**Required work**. Could you filter the records below down to the lines that include the word "long"?

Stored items
# # #

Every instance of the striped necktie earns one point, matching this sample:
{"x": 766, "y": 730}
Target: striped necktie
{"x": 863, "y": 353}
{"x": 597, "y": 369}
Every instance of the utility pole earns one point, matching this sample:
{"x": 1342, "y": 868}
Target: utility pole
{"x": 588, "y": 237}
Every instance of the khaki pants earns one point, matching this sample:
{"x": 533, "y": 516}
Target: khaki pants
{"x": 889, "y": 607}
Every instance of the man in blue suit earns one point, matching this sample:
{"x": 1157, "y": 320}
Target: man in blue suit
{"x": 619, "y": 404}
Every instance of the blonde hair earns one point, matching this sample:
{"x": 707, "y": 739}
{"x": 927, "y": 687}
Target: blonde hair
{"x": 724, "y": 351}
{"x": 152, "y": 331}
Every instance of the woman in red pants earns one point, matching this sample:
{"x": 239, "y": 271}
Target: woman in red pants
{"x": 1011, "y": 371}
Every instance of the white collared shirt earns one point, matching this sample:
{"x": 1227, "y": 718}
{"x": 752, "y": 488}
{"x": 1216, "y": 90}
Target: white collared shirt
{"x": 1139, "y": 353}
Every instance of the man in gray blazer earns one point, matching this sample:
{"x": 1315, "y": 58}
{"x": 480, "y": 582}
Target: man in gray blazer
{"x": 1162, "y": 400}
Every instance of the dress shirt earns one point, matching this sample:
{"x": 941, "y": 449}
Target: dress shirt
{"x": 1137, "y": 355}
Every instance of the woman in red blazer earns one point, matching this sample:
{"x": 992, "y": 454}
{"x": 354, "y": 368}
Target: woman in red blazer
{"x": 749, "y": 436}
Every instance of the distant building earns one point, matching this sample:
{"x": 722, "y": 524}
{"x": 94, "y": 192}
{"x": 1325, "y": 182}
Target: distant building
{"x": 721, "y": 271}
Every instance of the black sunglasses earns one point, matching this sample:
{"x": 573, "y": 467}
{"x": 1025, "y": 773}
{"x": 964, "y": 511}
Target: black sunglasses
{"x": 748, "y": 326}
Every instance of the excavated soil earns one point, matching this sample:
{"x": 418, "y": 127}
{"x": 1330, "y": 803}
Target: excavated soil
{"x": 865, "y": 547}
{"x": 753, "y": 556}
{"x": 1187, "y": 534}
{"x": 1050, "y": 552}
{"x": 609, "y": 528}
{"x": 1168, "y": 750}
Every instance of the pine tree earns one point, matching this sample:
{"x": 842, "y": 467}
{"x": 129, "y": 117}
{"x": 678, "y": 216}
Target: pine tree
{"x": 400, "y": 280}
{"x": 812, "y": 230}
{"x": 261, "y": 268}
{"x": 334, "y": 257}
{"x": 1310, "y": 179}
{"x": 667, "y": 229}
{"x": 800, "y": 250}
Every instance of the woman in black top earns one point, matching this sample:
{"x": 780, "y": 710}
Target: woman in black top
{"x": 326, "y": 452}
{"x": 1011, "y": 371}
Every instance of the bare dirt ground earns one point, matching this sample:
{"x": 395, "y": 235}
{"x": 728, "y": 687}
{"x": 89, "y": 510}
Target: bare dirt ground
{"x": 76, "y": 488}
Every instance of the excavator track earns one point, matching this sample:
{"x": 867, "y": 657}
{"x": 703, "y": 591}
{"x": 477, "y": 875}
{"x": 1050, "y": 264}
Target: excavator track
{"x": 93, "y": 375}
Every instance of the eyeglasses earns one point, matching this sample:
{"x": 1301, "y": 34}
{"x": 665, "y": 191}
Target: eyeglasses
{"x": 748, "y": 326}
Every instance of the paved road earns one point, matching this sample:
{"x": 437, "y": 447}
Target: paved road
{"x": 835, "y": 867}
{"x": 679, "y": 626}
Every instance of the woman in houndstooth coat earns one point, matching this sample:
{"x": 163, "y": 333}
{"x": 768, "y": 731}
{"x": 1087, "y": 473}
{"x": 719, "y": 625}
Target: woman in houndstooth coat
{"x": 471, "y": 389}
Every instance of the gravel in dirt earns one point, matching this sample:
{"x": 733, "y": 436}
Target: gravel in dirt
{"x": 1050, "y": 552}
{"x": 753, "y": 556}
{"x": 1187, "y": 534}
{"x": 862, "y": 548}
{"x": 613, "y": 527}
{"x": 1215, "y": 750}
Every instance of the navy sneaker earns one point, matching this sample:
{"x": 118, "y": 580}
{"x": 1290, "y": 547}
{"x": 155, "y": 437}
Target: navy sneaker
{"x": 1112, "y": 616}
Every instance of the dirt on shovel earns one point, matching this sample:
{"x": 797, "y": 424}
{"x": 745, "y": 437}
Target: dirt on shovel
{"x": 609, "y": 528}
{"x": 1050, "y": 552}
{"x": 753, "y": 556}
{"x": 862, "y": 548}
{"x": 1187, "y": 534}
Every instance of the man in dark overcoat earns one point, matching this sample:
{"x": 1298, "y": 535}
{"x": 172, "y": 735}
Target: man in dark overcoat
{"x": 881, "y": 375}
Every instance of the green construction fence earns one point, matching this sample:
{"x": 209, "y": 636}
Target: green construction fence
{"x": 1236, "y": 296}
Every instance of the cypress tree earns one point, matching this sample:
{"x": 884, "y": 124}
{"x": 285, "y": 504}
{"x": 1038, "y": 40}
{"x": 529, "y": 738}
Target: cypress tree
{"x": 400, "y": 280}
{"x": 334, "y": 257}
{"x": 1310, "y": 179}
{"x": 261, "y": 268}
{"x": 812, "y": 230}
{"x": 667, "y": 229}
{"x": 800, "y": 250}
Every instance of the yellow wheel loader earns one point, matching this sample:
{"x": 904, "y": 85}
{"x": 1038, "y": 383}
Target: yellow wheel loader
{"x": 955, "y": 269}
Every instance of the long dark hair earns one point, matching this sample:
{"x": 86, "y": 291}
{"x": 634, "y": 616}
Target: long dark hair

# # #

**Task answer**.
Every instance of the long dark hair earns one point, matching this sample:
Target: long dark hair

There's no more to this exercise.